[Pointing records]
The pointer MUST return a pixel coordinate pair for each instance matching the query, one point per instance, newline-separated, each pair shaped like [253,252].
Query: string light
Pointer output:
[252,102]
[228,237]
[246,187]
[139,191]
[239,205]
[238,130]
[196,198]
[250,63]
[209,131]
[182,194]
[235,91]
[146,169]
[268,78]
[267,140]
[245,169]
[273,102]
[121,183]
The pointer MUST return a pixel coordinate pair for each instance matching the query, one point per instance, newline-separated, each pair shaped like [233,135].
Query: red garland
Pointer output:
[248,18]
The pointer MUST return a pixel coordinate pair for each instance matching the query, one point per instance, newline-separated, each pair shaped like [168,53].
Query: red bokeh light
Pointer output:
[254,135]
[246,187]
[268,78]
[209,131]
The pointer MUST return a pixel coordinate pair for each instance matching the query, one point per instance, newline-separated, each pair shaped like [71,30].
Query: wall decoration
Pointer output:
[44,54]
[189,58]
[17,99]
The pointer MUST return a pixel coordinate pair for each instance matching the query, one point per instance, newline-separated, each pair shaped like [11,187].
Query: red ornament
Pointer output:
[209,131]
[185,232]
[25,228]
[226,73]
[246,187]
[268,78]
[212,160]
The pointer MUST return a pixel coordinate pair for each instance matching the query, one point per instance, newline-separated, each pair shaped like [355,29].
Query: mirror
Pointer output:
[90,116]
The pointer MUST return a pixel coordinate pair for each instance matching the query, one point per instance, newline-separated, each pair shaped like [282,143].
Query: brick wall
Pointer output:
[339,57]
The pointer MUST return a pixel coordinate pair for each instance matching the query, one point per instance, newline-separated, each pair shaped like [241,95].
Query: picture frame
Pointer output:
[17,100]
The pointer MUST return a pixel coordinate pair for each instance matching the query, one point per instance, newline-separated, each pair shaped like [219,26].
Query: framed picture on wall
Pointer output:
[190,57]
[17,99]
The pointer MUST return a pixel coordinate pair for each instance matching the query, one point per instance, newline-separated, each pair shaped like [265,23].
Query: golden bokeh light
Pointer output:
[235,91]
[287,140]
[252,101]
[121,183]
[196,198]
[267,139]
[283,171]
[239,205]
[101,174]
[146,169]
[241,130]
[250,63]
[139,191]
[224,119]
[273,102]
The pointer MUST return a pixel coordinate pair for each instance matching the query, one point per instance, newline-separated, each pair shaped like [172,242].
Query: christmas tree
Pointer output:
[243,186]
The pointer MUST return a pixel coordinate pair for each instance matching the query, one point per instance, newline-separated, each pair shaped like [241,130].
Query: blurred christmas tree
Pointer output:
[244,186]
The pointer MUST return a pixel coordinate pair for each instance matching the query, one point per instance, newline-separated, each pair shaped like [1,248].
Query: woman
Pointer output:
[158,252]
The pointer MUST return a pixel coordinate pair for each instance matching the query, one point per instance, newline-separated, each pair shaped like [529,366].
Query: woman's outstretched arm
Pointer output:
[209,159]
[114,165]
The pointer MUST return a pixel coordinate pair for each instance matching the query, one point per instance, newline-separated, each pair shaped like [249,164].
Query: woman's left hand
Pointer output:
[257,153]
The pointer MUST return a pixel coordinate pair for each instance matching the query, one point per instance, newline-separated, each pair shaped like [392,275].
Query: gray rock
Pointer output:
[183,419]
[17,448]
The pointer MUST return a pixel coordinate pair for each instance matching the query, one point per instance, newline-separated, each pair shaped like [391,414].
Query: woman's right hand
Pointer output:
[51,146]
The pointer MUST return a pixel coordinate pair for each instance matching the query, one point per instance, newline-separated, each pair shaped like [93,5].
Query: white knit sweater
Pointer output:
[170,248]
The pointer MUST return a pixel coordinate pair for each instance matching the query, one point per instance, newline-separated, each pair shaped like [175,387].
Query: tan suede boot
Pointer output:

CHALLENGE: Retype all of the pointing records above, line for line, without changing anything.

ANSWER:
The pointer MUST return a pixel coordinate pair for each instance matching the query, one point per instance, newline-separated, each pair shaped like [253,252].
Query: string light
Pointer output:
[252,102]
[228,237]
[246,187]
[139,191]
[239,205]
[238,130]
[196,198]
[250,63]
[209,131]
[182,194]
[235,91]
[146,169]
[268,78]
[267,140]
[245,169]
[273,102]
[121,183]
The pointer MUST return a pixel coordinate pair for each instance matching the query, one point per instance, newline-separated, each pair shaped like [233,135].
Query: red garland
Pointer output:
[248,18]
The pointer MUST return a pixel coordinate pair for each instance matching the query, one point per instance, newline-separated, each pair shaped like [168,53].
Query: red bokeh light
Pointer output:
[254,135]
[246,187]
[268,78]
[209,131]
The pointer MUST return a pixel coordinate pair for each instance matching the query, one point per instance, newline-separated, each pair shaped like [71,30].
Query: wall decoration
Pointer output:
[44,54]
[189,58]
[17,99]
The pointer MUST return a pixel coordinate pair for each instance matching the query, one point per instance, newline-separated, each pair shaped like [11,187].
Query: red ornament
Pointer output:
[209,131]
[185,232]
[25,228]
[226,73]
[246,187]
[268,78]
[212,160]
The pointer MUST return a pixel coordinate pair for each instance matching the query, one point per instance, newline-separated, each pair shaped like [355,29].
Query: mirror
Pointer output:
[90,116]
The pointer MUST return a pixel coordinate pair for each instance matching the query, one point per instance, newline-separated, each pair shaped like [282,143].
Query: brick wall
Pointer output:
[339,57]
The pointer MUST return a pixel coordinate pair for each instance matching the query, one point per instance, newline-separated, each pair shaped like [241,95].
Query: picture frame
Pointer output:
[17,100]
The pointer MUST return a pixel coordinate pair for each instance matching the query, one point per instance, newline-separated, each pair shaped like [219,26].
Query: framed picture on wall
Pointer output:
[190,57]
[17,99]
The pointer MUST return a pixel coordinate pair for each instance matching the query, one point per instance, newline-separated, each pair shaped like [265,23].
Query: golden bokeh light
Pointer output:
[235,91]
[287,140]
[252,101]
[121,183]
[196,198]
[267,139]
[283,171]
[239,205]
[101,174]
[146,169]
[241,130]
[250,63]
[139,191]
[224,119]
[273,102]
The pointer MUST return a pixel coordinate pair for each instance matching the query, one point per instance, newline-separated, each pair shaped like [172,242].
Query: christmas tree
Pointer output:
[243,186]
The pointer MUST return a pixel coordinate pair for each instance matching the query, one point per instance, newline-separated, each pair shaped like [241,130].
Query: blurred christmas tree
Pointer output:
[244,186]
The pointer MUST return a pixel coordinate pair for each instance matching the query, one point per instance, newline-separated, each pair shaped like [1,248].
Query: woman
Pointer output:
[158,252]
The pointer MUST return a pixel coordinate pair for each instance matching the query, one point per instance, newline-separated, each pair shaped like [529,366].
Query: woman's outstretched arm
Pointer output:
[209,159]
[114,165]
The pointer MUST return a pixel coordinate pair for each instance matching the query, one point per instance, newline-separated, each pair shaped like [249,164].
Query: woman's left hand
Pointer output:
[257,153]
The pointer MUST return a pixel coordinate pair for each instance matching the query, one point per instance, newline-separated, each pair shaped like [392,275].
Query: gray rock
Pointer output:
[183,419]
[17,448]
The pointer MUST return a pixel coordinate pair for each instance matching the query, one point per instance, newline-separated, each pair shaped like [391,414].
Query: woman's right hand
Pointer output:
[51,146]
The pointer MUST return a pixel coordinate pair for each instance matching the query, one point per instance, newline-separated, each pair shaped like [93,5].
Query: white knit sweater
Pointer output:
[170,248]
The pointer MUST return a pixel coordinate pair for each instance matching the query, one point per instance, newline-separated, each pair shaped like [175,387].
Query: tan suede boot
Pointer output:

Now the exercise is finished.